(Records from a point labeling set)
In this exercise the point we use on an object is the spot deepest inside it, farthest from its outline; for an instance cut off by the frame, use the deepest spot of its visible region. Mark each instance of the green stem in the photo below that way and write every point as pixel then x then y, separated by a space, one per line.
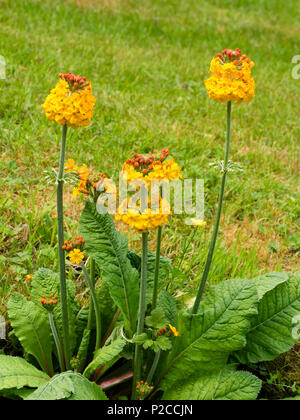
pixel 61 254
pixel 138 359
pixel 153 367
pixel 91 308
pixel 95 304
pixel 157 264
pixel 186 247
pixel 219 211
pixel 57 343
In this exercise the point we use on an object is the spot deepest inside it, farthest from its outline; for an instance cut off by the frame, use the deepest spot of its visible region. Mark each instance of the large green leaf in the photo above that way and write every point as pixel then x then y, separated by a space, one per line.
pixel 271 330
pixel 68 386
pixel 16 373
pixel 104 358
pixel 226 384
pixel 268 282
pixel 109 249
pixel 165 269
pixel 45 282
pixel 31 326
pixel 167 304
pixel 207 338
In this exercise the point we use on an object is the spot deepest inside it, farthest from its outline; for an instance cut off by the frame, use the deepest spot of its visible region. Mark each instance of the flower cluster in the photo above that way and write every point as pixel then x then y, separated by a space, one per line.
pixel 29 277
pixel 174 331
pixel 50 302
pixel 76 242
pixel 89 182
pixel 143 389
pixel 151 166
pixel 76 256
pixel 71 102
pixel 143 220
pixel 231 78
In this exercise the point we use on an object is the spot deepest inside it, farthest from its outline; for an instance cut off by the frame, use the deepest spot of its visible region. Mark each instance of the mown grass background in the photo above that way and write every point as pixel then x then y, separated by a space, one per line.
pixel 147 60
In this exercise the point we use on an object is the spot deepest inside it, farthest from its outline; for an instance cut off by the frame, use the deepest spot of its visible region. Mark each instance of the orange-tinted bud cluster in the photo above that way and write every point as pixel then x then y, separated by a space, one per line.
pixel 145 164
pixel 143 389
pixel 95 178
pixel 162 331
pixel 75 82
pixel 236 56
pixel 49 302
pixel 77 242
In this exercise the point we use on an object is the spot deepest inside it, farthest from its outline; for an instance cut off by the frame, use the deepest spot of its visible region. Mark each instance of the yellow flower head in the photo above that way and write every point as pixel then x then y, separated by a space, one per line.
pixel 152 166
pixel 197 222
pixel 29 277
pixel 230 78
pixel 70 166
pixel 174 331
pixel 71 102
pixel 76 256
pixel 143 220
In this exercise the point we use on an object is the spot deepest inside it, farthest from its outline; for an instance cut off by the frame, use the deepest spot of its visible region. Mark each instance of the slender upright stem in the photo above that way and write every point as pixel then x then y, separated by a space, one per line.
pixel 91 307
pixel 153 367
pixel 217 222
pixel 157 264
pixel 95 304
pixel 57 343
pixel 61 254
pixel 138 359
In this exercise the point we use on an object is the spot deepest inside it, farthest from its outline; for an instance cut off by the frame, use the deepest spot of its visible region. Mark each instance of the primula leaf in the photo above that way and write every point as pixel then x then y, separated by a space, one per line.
pixel 105 357
pixel 45 282
pixel 225 384
pixel 31 326
pixel 109 249
pixel 157 319
pixel 165 269
pixel 207 338
pixel 16 373
pixel 268 282
pixel 271 330
pixel 68 386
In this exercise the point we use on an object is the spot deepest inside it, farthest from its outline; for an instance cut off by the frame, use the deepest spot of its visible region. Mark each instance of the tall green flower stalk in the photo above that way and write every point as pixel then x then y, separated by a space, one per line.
pixel 95 304
pixel 157 264
pixel 219 211
pixel 138 358
pixel 57 342
pixel 61 255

§ WHAT YOU ARE ASKED TO DO
Please copy out the part of the material that opens with the line containing "of the yellow" and runs through the end of the material, reproducing every line in it unchanged.

§ EXPECTED OUTPUT
In this exercise the point we use on an object is the spot deepest inside it, farthest from its outline; for an instance cut off by the frame, use the deepest spot of its visible region. Mark each instance of the yellow flower head in the photo above that way and write every point as pixel then x then y, separated by a space, one per line.
pixel 152 166
pixel 197 222
pixel 29 277
pixel 230 78
pixel 70 166
pixel 174 331
pixel 71 102
pixel 76 256
pixel 143 220
In this exercise the point we use on an object is the spot deepest inside it, farthest from its outline; for an instance cut off by the frame, use the deepest spot of its visible region. Mark each instance of the slender upright stem in the photo above that way and write every point as pixel then x then y, separated by a space, one per line.
pixel 91 307
pixel 153 367
pixel 217 222
pixel 157 264
pixel 95 304
pixel 57 343
pixel 61 254
pixel 138 359
In this exercise the point we use on an object is the spot deepest inside it, farthest from its outline; for an instance cut off by the frame, use the deepest spot of its visible region. Mark each instance of the primula leaf in the photo above that way and write every point as pixel then x then y, separated by a space, one per line.
pixel 105 357
pixel 45 282
pixel 225 384
pixel 31 326
pixel 109 249
pixel 157 319
pixel 165 269
pixel 207 338
pixel 16 373
pixel 268 282
pixel 271 330
pixel 68 386
In this exercise the point we use on an object is the spot deepest inside it, farthest from its outline; for an instance cut off by the frame, use the deepest spot of its visible region. Mark each instance of the tall green flower stalk in the photo above that way and write every point as pixel then x then y, separated by a space, one per line.
pixel 95 304
pixel 157 264
pixel 219 211
pixel 138 358
pixel 57 342
pixel 61 255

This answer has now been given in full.